Sektor Energi Terbarukan Harus Diprioritaskan
Inisiatif pengembangan energi baru dan terbarukan (EBT) di Tanah Air berjalan lambat. Dalam tiga tahun terakhir, pertumbuhan tingkat bauran energi terbarukan tak sampai 2 persen. Masih melimpahnya ketersediaan batu bara dan rendahnya harga minyak membuat konsumsi bahan bakar fosil masih jauh lebih besar dibanding penggunaan EBT. Tingginya investasi dan biaya produksi untuk menghasilkan energi terbarukan juga menjadi penghambat utama.
Lesunya iklim investasi di sektor energi terbarukan menjadi tantangan bagi pengembangan energi terbarukan. Peraturan yang cepat berubah, rumitnya proses perizinan, dan panjangnya birokrasi membuat investor enggan menanamkan modal di sektor ini. “Ini menyebabkan ketidakpastian,” ujar Surya Darma, Ketua Umum Masyarakat Energi Terbarukan Indonesia (METI).

== Data yang Ditampilkan ==
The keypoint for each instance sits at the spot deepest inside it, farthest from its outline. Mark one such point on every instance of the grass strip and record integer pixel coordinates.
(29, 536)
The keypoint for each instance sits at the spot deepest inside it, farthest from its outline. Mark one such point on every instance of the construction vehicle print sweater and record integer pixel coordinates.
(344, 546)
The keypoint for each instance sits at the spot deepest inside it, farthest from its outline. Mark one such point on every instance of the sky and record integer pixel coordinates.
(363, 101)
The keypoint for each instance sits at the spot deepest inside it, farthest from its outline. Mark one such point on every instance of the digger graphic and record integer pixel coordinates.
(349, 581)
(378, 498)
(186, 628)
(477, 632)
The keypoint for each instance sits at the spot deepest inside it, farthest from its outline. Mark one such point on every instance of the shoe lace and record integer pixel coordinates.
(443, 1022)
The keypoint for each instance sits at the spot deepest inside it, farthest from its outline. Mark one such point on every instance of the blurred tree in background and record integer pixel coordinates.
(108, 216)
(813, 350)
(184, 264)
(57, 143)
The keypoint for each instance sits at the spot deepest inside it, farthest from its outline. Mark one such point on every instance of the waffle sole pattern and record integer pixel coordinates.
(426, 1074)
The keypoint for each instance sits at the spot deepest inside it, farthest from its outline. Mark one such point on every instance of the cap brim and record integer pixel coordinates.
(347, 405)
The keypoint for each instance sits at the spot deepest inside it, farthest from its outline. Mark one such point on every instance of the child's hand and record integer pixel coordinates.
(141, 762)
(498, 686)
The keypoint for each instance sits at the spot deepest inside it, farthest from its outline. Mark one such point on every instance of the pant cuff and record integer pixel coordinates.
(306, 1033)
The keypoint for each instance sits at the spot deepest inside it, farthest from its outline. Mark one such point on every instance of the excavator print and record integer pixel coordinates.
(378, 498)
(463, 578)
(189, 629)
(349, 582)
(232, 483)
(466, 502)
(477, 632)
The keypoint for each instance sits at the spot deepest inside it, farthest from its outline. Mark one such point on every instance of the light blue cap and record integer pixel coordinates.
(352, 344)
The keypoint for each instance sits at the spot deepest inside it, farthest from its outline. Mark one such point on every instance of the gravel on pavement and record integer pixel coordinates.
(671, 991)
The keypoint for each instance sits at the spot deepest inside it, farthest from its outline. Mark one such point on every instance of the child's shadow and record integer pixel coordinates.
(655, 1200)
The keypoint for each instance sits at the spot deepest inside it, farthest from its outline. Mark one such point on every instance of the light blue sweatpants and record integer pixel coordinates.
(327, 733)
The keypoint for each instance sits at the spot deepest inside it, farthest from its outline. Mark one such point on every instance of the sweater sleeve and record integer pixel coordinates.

== Yang Harus Dikerjakan ==
• A. Menurut teks bacaan tentang energi terbarukan, berapa pertumbuhan tingkat bauran energi terbarukan dalam tiga tahun terakhir?
• B. Lanjutkan teks bacaan tentang energi terbarukan mulai dari kalimat terakhirnya.

== Hasilnya ==
• A. Tak sampai 2 persen.

• B.
Oleh sebab itu, METI mendorong pemerintah untuk terus berkomitmen mendukung pengembangan energi terbarukan karena sudah menjadi amanat undang-undang. Untuk mencari jalan keluar dari permasalahan yang dihadapi, METI bersama pemerintah dan para pemangku kepentingan kembali menggelar Konferensi dan Ekshibisi EBTKE atau EBTKE ConEx. Berikut petikan wawancara Tim Infomark Katadata dengan Surya Darma di Jakarta pada Jumat, 11 Agustus 2017 lalu.
Bagaimana komposisi pemanfaatan energi terbarukan dalam bauran energi nasional saat ini?
Selama tiga tahun terakhir, pertumbuhan energi terbarukan dalam bauran energi tidak mencapai 2 persen. Pada 2014, pemanfaatannya masih 6 persen. Sesuai Peraturan Pemerintah No. 79/2014 Tentang Kebijakan Energi Nasional, bauran energi terbarukan ditargetkan mencapai 23 persen pada 2025.
Anda optimistis target tersebut bisa dicapai?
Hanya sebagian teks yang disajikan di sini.